# Given exercise 1:
Show every line of the listing below that contains the word "forehead".

# Reading text:
Blazers’ focus is Sharpe in what they hope is a major draft night coup
The important phrase to remember: “Time will tell.”
It will take time — perhaps a couple of years, maybe even longer — to fully judge how Portland general manager Joe Cronin did on his first foray as shot-caller on NBA draft day.
Earlier in the week, Cronin pulled off what I would call a no-brainer, agreeing to a trade with the Detroit Pistons for high-scoring forward Jerami Grant while giving away … virtually nothing.
On Thursday night, the Trail Blazer GM did it with dice in his hands, taking mystery man Shaedon Sharpe with the seventh pick in the draft.
Sharpe, who turned 19 on May 30, is well aware the Blazers’ strength is at the guard position with the likes of Damian Lillard, Anfernee Simons and Josh Hart. Sharpe learned a little about the franchise during a June 14 pre-draft workout at the Blazers’ training facility, during which he met Lillard.

# Raw data:

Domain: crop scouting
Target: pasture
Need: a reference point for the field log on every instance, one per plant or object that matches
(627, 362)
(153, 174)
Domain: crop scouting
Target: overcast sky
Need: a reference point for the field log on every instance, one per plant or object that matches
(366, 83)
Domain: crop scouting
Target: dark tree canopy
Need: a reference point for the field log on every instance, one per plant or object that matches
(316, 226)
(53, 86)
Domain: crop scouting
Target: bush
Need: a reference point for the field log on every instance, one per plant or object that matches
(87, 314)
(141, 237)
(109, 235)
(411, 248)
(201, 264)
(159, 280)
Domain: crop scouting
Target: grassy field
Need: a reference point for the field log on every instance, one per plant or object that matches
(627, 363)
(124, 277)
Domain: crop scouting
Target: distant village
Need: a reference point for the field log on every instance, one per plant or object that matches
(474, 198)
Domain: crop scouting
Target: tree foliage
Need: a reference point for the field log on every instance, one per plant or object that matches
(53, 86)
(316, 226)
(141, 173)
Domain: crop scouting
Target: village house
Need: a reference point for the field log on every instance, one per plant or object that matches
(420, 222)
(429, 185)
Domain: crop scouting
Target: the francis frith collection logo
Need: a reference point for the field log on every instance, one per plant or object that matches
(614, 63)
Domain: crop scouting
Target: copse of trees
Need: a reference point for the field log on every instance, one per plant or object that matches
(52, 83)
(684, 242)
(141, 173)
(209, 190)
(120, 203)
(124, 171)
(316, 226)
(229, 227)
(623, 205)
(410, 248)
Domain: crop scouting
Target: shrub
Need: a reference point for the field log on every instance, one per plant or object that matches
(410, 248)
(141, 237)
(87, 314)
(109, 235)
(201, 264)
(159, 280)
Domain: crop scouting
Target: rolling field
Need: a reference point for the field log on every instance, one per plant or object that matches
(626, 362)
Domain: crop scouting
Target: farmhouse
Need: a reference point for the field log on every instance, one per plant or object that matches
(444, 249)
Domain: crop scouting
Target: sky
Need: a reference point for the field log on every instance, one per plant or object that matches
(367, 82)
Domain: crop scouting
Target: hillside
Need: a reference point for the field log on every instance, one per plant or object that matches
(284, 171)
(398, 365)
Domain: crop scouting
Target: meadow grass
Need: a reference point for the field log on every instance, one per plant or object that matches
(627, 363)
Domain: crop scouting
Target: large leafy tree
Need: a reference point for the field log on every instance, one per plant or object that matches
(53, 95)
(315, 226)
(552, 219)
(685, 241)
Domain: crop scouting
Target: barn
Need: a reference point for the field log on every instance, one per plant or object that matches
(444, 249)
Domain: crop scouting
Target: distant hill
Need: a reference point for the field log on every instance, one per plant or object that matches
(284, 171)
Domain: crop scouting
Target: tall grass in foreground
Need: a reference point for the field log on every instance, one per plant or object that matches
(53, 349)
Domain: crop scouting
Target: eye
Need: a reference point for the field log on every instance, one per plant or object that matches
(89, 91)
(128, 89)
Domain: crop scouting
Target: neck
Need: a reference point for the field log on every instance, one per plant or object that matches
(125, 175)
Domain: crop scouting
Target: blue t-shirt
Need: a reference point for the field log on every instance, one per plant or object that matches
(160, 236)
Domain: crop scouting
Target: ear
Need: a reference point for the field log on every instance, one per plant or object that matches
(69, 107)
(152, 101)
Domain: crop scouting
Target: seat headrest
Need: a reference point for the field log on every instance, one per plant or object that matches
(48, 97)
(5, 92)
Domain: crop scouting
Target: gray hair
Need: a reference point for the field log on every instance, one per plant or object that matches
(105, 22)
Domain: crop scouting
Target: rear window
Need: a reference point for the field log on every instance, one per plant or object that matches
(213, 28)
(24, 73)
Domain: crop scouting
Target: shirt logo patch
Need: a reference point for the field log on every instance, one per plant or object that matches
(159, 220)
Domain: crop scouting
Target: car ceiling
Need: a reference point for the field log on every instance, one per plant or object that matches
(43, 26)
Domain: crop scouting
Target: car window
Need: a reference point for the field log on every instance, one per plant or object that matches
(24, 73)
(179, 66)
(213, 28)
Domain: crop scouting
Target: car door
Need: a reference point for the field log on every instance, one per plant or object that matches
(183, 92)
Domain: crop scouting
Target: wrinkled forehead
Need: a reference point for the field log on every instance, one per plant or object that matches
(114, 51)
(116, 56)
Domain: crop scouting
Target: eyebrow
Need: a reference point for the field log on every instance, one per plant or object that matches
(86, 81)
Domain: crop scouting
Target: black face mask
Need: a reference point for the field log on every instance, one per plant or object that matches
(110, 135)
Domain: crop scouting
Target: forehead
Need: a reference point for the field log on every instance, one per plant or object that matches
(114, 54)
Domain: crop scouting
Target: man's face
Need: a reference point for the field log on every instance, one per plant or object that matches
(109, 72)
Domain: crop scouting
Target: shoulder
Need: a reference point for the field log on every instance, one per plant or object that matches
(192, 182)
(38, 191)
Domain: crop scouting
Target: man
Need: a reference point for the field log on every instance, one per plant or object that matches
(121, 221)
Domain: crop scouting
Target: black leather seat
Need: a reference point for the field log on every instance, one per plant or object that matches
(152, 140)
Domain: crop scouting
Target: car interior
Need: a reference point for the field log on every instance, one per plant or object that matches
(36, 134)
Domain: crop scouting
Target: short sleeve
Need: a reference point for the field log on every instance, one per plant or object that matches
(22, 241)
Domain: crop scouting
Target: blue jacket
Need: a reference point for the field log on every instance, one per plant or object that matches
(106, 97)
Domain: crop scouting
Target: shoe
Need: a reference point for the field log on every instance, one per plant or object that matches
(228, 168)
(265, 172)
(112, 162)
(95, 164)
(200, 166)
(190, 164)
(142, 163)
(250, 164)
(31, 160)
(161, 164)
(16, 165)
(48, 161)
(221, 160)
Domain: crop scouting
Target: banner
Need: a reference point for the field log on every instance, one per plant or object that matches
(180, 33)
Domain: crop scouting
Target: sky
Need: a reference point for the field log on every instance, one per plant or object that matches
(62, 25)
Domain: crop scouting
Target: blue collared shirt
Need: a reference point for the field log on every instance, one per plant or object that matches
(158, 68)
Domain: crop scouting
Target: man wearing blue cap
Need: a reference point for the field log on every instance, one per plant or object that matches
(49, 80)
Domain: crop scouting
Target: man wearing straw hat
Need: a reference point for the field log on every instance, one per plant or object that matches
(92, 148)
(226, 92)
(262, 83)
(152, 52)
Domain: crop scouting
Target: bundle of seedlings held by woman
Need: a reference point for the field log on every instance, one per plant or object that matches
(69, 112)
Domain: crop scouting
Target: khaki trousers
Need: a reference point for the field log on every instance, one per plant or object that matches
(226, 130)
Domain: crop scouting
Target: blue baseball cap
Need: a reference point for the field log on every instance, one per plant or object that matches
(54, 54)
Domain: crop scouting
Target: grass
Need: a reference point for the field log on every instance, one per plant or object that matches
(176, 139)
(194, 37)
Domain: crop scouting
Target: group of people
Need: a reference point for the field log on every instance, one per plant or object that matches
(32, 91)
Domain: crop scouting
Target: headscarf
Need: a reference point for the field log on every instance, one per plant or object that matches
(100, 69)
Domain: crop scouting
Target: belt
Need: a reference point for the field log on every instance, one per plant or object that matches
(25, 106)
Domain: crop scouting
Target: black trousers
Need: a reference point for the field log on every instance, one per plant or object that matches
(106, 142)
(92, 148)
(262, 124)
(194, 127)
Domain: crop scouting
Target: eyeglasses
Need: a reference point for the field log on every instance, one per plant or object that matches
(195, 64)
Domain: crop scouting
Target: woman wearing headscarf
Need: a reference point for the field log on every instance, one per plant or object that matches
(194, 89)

# Given exercise 2:
According to the Blazers draft article, which pick did Portland use to take Shaedon Sharpe?

# Written response 1:
Target: wrinkled forehead
Target: forehead

# Written response 2:
The seventh pick in the draft.